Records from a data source
···

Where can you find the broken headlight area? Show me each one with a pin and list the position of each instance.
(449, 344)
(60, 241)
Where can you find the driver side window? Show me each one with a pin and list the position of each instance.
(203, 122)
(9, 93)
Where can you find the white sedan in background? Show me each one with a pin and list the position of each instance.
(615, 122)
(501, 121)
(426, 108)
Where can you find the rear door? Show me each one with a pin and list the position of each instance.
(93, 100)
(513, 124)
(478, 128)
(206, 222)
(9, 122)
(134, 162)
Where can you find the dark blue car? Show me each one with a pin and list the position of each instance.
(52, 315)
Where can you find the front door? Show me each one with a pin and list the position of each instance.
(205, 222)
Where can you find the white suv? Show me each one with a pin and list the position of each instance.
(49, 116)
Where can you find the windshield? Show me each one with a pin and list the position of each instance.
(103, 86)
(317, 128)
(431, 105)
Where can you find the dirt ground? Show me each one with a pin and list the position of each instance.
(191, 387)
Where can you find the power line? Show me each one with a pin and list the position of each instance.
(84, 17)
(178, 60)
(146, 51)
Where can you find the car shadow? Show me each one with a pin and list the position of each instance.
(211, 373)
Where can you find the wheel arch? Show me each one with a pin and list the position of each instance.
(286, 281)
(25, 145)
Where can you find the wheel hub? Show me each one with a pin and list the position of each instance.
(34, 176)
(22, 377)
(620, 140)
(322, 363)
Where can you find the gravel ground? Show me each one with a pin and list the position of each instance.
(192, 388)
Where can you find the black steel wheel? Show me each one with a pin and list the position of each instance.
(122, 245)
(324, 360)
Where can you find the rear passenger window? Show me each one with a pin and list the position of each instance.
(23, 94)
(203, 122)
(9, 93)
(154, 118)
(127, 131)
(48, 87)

···

**WORK REQUIRED:** Produce exactly the lines from the one containing "Where can you find the dirt" through the final line of the records above, both included, and no others.

**RESULT BELOW:**
Where can you find the dirt ground? Show me each one with a pin and list the position of each instance.
(191, 387)
Where can you find the power line? Show me each one with a pin and list the position of each instance.
(84, 17)
(178, 60)
(146, 51)
Where can you find the car shadow? Show me each one with a pin and list the position of each instance.
(211, 373)
Where can you find the wheel arch? Show me each one with a pin and list the position of each instance.
(286, 281)
(25, 145)
Where can you find the wheel hub? Show me each one with a pin and list the position of each instance.
(34, 176)
(22, 377)
(620, 140)
(322, 363)
Where can you find the gravel ground? Show me each one with a pin and list the position of each instance.
(192, 388)
Where can you find the black steel wheel? Show me each one with a pin and list the position of each instance.
(122, 245)
(324, 360)
Where can you find the rear passenger window? Show me each one with a pin and list the position of each instance.
(23, 94)
(203, 122)
(9, 93)
(154, 118)
(127, 131)
(48, 87)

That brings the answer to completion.